─── Dataset records ───

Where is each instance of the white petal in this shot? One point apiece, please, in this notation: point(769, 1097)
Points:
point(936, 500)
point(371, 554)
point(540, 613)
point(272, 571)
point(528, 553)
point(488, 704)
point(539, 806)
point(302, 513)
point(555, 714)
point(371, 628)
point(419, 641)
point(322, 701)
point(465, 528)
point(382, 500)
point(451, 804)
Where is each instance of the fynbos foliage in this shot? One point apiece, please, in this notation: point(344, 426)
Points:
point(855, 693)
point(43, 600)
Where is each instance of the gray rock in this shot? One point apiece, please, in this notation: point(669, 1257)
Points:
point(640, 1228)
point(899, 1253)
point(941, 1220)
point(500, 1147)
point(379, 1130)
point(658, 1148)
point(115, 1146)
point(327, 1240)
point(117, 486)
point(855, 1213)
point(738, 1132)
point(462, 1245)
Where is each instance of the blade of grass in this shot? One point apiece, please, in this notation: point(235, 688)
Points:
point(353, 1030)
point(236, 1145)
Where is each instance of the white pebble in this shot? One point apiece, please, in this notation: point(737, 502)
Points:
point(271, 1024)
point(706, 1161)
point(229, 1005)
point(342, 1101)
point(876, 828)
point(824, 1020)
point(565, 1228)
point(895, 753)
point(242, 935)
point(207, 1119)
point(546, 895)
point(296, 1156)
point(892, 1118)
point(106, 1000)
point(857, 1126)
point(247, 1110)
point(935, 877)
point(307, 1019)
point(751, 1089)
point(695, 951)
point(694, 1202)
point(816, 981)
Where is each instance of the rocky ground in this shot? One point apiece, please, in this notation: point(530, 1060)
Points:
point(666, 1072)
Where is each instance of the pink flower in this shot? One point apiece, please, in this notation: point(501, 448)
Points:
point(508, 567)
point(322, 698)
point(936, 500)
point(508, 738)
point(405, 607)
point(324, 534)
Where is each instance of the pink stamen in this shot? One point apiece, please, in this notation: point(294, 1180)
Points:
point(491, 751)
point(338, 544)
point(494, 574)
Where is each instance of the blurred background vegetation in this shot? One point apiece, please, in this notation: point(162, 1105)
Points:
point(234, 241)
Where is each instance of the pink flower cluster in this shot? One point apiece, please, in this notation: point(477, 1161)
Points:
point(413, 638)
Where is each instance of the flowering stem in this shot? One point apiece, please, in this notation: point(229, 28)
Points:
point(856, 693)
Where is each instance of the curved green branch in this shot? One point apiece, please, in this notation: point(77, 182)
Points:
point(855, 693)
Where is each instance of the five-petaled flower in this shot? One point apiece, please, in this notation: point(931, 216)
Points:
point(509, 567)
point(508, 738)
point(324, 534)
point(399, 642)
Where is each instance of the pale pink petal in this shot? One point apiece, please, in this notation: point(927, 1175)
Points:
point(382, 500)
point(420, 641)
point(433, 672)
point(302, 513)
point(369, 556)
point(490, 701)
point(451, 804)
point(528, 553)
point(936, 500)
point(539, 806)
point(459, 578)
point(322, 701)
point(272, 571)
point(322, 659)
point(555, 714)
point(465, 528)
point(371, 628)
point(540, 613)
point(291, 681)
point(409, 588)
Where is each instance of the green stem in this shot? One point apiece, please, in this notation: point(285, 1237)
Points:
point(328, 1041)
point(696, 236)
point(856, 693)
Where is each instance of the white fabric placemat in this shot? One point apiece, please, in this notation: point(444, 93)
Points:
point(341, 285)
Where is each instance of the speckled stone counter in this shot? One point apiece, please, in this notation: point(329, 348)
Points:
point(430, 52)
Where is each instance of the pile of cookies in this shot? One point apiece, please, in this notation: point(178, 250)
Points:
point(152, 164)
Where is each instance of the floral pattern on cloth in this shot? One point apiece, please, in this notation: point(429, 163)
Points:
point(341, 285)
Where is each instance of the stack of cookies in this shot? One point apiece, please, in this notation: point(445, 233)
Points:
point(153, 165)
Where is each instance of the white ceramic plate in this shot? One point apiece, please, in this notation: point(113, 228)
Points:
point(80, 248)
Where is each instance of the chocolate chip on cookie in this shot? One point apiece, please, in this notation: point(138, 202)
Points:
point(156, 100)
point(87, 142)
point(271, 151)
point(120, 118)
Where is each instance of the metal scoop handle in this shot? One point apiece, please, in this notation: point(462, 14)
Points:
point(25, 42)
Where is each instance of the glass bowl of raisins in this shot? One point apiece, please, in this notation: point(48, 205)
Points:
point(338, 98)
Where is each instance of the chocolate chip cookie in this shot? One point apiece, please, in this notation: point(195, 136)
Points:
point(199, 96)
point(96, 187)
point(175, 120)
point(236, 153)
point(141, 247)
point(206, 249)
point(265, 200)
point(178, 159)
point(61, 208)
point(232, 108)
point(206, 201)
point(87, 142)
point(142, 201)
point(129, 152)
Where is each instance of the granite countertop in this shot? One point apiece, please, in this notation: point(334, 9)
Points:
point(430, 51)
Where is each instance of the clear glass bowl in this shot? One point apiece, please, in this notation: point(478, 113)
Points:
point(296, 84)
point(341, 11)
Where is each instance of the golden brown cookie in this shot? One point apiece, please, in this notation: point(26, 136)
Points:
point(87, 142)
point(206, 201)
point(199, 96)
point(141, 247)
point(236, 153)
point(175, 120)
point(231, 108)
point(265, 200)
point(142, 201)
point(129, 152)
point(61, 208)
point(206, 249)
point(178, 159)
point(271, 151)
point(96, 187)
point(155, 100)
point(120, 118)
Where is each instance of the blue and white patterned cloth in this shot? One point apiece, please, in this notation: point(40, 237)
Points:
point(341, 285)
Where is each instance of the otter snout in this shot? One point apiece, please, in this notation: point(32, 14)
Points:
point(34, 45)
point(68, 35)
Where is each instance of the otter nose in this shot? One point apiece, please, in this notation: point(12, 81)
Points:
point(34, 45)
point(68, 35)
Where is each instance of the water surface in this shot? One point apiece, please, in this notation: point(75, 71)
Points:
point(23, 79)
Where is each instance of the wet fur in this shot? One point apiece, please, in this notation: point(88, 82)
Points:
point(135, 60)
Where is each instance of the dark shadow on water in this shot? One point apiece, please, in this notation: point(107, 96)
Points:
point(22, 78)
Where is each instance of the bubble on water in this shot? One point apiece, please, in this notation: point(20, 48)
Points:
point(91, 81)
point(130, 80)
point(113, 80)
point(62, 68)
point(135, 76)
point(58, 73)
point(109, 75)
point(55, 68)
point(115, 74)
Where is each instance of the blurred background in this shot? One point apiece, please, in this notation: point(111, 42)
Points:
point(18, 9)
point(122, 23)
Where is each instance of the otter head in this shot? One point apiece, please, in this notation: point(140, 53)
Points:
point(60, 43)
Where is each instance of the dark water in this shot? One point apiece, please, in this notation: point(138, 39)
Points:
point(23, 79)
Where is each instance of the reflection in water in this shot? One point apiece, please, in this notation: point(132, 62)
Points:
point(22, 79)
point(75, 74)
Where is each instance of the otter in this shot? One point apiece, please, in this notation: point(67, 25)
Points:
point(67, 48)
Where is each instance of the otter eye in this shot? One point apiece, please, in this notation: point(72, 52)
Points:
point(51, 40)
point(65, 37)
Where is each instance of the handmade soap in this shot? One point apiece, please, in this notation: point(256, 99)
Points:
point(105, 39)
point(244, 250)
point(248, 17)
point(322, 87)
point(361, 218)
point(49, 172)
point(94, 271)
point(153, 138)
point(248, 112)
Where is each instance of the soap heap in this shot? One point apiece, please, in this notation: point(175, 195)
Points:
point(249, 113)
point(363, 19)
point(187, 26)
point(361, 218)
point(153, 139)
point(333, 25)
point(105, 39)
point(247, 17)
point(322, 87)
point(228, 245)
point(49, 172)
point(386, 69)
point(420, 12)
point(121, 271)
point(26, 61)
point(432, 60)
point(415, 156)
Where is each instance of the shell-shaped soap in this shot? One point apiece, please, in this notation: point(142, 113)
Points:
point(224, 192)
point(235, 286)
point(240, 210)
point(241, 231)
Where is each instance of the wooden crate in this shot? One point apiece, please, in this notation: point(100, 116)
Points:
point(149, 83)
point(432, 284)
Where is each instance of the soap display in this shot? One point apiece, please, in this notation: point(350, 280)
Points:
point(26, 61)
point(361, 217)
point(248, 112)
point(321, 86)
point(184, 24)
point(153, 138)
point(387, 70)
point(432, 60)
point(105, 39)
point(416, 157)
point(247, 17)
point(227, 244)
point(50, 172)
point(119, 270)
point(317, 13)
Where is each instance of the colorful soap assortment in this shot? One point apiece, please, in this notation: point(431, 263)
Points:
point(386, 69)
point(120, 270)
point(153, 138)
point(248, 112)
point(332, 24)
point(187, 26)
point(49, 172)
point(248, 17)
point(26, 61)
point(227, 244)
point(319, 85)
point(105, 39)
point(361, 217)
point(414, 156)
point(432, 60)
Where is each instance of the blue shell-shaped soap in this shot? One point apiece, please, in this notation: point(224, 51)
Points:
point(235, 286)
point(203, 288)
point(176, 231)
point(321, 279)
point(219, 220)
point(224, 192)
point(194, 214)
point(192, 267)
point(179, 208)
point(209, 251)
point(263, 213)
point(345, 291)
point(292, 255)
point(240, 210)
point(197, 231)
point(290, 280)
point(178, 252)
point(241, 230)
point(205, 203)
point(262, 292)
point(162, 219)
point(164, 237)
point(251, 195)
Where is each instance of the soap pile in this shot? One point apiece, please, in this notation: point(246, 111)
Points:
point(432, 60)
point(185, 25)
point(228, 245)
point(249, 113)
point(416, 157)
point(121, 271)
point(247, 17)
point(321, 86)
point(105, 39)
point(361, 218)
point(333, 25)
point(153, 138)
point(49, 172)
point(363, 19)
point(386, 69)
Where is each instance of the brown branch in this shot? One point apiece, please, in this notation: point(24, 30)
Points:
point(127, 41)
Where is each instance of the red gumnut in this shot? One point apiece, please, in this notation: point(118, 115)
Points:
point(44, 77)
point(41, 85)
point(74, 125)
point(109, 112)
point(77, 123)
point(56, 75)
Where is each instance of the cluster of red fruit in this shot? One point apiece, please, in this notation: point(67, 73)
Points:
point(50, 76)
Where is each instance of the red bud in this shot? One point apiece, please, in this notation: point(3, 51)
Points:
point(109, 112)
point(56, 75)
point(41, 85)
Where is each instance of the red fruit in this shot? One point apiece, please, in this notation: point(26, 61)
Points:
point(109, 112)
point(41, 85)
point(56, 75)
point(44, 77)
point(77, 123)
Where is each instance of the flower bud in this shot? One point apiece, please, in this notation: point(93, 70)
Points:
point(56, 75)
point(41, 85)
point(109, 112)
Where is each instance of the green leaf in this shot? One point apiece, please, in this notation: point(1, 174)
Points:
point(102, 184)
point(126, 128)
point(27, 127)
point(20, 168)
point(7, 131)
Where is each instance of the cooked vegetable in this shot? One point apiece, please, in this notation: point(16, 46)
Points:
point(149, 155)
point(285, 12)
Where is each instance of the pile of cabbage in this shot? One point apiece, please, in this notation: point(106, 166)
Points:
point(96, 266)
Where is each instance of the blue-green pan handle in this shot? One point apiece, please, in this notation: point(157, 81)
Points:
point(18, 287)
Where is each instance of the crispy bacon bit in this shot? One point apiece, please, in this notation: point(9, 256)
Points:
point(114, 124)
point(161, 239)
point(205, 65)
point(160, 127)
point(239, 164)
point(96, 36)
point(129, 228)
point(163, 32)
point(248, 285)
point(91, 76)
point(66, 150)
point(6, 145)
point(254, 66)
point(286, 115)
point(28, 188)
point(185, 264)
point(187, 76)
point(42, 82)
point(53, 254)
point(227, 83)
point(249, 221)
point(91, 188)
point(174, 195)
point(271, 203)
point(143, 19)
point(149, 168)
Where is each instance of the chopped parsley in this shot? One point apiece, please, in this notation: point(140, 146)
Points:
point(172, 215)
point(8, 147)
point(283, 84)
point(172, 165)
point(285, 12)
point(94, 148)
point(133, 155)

───

• Instructions for the task:
Scan the entries above and show each line that contains the word "fruit".

• Solution to this problem:
Where is each instance of the cluster of red fruit in this shot? One point apiece, please, in this notation: point(67, 73)
Where is each instance of the red fruit in this shot? One point apiece, please, in this notation: point(26, 61)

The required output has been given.